> **EXERCISE INSTRUCTIONS**:
Recast as a numbered list only the part of the material that opens with the line containing "Labeling tool prompt — Object to detect: black picture" and closes with the line containing "165, 172, 224]]", both lines included. Omit any blank lines.

> **RECORD LIST**:
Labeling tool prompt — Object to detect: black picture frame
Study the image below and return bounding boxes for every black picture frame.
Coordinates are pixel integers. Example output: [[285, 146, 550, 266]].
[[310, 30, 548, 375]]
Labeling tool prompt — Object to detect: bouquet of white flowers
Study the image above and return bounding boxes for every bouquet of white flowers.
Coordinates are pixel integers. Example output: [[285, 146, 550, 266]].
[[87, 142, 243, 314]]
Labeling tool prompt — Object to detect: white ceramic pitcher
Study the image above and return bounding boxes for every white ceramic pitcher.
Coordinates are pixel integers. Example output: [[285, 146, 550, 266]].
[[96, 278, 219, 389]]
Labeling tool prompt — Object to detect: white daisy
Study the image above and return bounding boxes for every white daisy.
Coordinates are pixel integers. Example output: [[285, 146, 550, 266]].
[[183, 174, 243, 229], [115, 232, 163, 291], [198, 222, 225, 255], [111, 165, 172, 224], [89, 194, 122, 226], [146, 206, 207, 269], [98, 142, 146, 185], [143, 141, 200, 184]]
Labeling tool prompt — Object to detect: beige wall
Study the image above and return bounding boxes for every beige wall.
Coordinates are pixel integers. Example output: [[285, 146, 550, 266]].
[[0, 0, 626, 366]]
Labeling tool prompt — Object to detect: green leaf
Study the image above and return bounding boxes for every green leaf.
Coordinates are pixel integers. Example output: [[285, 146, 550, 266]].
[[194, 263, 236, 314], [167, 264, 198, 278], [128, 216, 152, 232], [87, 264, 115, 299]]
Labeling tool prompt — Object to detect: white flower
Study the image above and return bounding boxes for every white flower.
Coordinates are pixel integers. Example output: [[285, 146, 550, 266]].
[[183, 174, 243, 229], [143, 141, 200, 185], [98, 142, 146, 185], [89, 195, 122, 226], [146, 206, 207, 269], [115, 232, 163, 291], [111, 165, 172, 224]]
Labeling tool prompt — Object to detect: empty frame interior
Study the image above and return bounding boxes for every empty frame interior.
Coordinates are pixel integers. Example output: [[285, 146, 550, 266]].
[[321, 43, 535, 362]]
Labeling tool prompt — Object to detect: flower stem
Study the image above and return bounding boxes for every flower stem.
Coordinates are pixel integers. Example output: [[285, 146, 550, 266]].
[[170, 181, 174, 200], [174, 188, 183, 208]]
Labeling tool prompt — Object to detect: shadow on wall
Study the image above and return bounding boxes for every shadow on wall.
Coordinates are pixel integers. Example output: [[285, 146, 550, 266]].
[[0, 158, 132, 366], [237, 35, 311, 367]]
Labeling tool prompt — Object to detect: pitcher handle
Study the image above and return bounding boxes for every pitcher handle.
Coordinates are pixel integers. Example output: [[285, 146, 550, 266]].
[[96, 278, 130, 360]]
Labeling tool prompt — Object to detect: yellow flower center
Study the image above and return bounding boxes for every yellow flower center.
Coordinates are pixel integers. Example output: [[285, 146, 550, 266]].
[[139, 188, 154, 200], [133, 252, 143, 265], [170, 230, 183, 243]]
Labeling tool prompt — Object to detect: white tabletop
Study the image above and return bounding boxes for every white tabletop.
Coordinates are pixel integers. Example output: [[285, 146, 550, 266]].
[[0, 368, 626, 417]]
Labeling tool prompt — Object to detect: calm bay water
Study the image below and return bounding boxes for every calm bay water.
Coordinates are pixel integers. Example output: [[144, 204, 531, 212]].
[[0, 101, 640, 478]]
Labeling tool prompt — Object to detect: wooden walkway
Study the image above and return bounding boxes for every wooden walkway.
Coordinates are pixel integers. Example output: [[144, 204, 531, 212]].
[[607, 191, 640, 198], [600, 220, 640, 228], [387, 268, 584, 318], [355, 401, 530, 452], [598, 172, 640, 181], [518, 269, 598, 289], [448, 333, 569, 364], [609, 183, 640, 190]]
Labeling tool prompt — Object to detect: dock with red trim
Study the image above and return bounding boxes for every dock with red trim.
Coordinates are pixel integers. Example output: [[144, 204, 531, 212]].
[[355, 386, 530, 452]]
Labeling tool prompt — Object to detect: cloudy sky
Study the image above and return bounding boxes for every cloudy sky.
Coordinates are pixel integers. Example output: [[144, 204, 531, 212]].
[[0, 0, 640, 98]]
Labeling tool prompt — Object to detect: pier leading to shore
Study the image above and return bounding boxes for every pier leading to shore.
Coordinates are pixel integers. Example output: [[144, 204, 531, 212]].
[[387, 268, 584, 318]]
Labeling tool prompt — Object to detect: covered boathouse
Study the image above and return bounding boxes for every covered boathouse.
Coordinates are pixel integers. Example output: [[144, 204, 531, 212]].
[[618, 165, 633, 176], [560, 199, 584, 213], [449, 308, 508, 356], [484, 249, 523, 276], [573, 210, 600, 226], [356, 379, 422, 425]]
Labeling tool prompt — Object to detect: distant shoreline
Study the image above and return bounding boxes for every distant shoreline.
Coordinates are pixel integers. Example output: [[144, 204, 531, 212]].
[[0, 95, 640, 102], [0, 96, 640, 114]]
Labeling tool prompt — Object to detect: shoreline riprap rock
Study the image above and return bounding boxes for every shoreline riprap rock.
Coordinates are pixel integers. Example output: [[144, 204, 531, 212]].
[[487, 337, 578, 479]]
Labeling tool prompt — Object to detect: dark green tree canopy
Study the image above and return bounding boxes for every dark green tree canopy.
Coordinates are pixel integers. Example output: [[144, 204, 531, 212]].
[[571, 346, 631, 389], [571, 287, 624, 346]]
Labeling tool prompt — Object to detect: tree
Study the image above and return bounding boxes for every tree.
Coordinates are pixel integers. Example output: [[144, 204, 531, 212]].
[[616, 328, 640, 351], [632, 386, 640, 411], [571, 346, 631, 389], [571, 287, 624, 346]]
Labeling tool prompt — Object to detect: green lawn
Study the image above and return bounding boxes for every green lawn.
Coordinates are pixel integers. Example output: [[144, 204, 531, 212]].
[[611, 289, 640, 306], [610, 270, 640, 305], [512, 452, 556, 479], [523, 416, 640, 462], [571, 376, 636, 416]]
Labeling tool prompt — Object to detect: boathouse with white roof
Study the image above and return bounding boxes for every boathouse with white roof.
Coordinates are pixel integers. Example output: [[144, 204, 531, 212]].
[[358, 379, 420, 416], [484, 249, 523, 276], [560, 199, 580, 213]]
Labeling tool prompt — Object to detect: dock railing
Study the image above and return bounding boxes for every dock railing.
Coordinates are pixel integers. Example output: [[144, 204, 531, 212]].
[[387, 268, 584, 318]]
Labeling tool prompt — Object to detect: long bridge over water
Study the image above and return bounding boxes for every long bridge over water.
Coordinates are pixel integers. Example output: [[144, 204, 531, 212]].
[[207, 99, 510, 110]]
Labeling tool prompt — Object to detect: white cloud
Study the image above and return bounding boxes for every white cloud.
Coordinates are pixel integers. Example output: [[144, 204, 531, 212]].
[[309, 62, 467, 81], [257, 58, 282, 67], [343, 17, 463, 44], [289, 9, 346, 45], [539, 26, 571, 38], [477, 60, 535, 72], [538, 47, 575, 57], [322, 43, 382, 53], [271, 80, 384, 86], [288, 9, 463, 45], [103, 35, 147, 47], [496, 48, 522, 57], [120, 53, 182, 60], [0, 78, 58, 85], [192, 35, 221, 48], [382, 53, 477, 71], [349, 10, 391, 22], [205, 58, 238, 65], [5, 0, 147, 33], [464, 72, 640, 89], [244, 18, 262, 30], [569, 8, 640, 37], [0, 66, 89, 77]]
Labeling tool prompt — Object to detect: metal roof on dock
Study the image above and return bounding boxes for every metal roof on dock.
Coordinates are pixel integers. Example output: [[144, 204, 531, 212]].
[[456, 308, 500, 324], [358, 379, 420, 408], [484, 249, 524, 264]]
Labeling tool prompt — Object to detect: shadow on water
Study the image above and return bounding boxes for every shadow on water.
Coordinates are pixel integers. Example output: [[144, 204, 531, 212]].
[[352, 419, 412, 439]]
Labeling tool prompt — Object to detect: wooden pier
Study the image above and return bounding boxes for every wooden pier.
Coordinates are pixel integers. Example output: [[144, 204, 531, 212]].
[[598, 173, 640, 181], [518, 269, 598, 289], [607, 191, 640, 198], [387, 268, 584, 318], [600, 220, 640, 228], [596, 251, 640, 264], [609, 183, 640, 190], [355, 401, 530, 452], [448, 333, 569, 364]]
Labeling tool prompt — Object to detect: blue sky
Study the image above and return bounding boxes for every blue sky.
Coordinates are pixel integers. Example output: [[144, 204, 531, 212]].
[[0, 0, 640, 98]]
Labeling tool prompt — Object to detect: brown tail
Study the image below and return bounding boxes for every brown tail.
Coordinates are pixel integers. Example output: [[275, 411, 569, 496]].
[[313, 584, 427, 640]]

==

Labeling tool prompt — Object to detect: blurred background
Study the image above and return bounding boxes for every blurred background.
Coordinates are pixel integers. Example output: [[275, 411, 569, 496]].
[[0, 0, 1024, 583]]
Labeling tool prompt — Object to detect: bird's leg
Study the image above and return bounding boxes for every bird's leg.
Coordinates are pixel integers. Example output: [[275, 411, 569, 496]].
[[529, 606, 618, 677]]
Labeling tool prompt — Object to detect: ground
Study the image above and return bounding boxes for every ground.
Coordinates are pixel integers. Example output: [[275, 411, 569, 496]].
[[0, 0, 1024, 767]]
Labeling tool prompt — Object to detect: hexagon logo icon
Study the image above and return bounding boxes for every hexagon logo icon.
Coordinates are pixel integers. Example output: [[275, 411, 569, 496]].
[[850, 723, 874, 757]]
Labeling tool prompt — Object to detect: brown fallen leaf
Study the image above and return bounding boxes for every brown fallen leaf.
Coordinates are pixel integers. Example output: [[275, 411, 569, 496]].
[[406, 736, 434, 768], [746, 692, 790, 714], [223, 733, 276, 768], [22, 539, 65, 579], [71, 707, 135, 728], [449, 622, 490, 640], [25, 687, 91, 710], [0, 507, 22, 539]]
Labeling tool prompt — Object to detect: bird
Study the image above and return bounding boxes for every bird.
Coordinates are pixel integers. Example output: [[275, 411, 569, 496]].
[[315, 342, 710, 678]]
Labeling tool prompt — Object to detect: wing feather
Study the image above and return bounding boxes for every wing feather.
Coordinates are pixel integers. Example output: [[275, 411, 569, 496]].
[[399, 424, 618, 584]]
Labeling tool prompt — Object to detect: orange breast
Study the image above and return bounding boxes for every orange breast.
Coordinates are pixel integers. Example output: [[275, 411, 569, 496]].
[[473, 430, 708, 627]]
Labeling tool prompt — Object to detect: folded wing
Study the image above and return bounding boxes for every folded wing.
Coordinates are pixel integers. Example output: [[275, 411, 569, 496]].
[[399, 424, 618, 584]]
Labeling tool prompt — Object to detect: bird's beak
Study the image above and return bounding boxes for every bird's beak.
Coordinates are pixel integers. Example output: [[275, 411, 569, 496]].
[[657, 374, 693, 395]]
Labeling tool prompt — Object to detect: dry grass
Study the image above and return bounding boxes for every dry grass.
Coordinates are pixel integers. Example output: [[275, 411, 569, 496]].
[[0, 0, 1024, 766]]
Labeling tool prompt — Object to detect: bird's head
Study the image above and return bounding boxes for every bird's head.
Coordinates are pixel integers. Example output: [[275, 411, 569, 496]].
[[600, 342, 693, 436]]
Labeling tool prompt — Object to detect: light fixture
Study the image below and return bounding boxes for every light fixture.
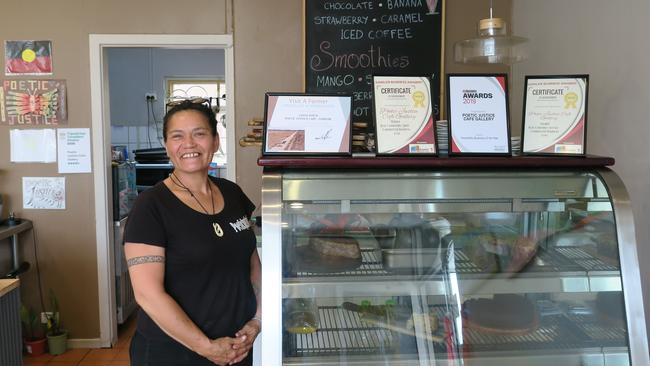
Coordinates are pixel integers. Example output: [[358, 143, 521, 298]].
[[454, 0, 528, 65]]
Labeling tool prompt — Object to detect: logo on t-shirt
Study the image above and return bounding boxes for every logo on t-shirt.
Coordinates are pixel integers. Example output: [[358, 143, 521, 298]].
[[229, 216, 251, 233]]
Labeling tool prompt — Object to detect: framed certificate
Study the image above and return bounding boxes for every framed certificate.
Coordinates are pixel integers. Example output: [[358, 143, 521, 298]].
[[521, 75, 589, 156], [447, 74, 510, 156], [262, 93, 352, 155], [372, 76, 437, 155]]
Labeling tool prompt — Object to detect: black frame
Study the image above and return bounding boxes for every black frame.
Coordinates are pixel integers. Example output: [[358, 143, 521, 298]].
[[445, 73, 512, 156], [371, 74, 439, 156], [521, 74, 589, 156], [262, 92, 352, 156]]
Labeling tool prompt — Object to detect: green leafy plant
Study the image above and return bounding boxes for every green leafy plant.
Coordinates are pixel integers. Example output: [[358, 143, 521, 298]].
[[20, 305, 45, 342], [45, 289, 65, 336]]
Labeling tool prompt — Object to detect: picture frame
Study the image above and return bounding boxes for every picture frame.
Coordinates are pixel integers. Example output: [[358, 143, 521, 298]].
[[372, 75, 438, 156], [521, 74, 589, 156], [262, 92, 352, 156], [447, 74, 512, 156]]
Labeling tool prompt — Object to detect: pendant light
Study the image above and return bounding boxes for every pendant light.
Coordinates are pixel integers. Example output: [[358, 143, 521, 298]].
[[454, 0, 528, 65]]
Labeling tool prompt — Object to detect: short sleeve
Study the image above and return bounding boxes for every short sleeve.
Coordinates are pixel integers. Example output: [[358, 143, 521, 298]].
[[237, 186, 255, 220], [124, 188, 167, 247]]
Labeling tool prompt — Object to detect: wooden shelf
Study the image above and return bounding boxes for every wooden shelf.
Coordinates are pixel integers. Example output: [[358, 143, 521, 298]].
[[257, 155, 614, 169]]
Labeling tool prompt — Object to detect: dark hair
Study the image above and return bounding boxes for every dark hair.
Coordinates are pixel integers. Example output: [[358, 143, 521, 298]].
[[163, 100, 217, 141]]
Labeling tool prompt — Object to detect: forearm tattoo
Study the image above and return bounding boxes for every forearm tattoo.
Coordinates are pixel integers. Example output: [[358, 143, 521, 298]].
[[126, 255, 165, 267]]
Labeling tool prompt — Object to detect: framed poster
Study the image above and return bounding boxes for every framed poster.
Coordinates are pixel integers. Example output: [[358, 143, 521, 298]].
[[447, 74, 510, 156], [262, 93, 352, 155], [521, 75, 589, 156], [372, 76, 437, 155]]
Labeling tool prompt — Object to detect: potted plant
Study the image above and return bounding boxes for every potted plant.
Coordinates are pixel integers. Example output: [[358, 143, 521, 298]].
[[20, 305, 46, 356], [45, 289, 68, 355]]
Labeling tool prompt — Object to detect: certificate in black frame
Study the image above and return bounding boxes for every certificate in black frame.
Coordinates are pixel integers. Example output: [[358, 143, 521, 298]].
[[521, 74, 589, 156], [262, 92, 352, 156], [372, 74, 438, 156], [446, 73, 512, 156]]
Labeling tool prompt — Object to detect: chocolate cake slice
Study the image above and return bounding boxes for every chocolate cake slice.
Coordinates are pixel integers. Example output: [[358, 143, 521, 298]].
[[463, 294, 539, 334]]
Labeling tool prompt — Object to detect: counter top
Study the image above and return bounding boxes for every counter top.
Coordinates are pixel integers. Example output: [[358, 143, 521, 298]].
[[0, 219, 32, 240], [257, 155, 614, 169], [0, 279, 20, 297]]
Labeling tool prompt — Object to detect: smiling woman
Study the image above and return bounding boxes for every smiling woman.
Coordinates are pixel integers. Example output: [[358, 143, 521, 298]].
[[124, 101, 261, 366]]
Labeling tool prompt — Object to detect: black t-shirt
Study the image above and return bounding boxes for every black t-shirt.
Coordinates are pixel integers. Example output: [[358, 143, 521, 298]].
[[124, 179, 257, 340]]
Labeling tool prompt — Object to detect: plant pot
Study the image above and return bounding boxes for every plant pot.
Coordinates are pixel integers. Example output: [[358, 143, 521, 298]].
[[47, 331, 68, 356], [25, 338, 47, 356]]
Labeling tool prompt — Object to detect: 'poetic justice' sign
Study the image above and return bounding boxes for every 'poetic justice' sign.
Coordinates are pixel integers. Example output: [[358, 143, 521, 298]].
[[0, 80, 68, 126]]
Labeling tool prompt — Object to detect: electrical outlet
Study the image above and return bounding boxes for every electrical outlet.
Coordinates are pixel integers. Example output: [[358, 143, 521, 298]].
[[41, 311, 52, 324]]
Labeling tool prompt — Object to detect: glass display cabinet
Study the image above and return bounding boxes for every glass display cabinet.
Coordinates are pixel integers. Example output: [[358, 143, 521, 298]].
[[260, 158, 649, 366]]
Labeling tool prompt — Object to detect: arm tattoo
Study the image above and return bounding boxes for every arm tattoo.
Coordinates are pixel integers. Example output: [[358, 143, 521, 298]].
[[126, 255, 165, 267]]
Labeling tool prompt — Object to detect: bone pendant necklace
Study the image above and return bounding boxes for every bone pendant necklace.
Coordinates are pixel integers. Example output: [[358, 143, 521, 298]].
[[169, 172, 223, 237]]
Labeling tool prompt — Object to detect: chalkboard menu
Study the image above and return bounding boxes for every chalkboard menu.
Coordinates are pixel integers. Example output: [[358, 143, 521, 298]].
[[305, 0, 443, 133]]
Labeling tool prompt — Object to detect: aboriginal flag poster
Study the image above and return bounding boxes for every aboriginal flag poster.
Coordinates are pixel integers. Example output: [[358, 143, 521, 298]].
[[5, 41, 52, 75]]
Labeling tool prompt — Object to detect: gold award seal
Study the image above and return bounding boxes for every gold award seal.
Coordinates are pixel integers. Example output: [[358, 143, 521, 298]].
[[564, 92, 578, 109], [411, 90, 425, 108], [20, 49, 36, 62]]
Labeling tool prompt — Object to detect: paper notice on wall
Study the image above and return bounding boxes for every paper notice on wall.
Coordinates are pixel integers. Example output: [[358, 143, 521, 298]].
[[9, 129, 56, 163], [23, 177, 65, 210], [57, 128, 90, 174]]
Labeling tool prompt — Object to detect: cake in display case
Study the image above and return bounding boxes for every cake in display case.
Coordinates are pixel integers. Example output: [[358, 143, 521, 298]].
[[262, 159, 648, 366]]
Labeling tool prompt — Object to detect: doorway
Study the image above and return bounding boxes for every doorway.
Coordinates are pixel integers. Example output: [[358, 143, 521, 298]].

> **FINAL RESULT**:
1. Labeling tool prompt — Object to detect: black picture frame
2. Study the image below and return bounding boxes for every black picture frame.
3. Coordinates are pixel integers. Example output: [[285, 146, 550, 266]].
4. [[310, 30, 548, 375]]
5. Labeling tool prompt — Object to detect: bouquet of white flowers
6. Study the image above and return bounding boxes for every bouquet of white flowers.
7. Coordinates are pixel integers. Example output: [[285, 146, 550, 266]].
8. [[87, 142, 243, 314]]
9. Labeling tool prompt — Object to detect: white ceramic pitcher
10. Study the image above and return bounding boxes for every white ceramic pitcher.
11. Coordinates are pixel integers. Example output: [[285, 146, 550, 266]].
12. [[96, 278, 219, 389]]
13. Labeling tool prompt — Object to detect: white daisy
14. Study the image above and return bounding boxes for every white daisy.
15. Coordinates are pixel integers. Example output: [[285, 146, 550, 266]].
16. [[183, 174, 243, 229], [115, 232, 163, 291], [198, 222, 225, 255], [111, 165, 172, 224], [89, 194, 122, 226], [146, 206, 207, 269], [98, 142, 146, 185], [143, 141, 200, 184]]
17. Labeling tool prompt — Object to detect: beige wall
18. Study the image above and return bounding boxes for every beige wall.
19. Coordinates are pixel integers. Example output: [[285, 146, 550, 266]].
20. [[0, 0, 626, 366]]
21. Labeling tool prompt — Object to detect: green leaf
22. Study the image above and return bounding boxes for every green leaf.
23. Coordinates are pixel integers. Example output: [[285, 146, 550, 266]].
24. [[194, 263, 236, 314], [167, 264, 198, 278], [128, 216, 152, 232], [87, 264, 115, 299]]
25. Labeling tool prompt — Object to detect: white flower
26. Study the image above and return bounding boxes for every white flower.
27. Coordinates are pixel integers. Example output: [[285, 146, 550, 266]].
28. [[183, 174, 243, 229], [143, 141, 200, 185], [98, 142, 146, 185], [89, 195, 122, 226], [146, 206, 207, 269], [115, 232, 163, 291], [111, 165, 172, 224]]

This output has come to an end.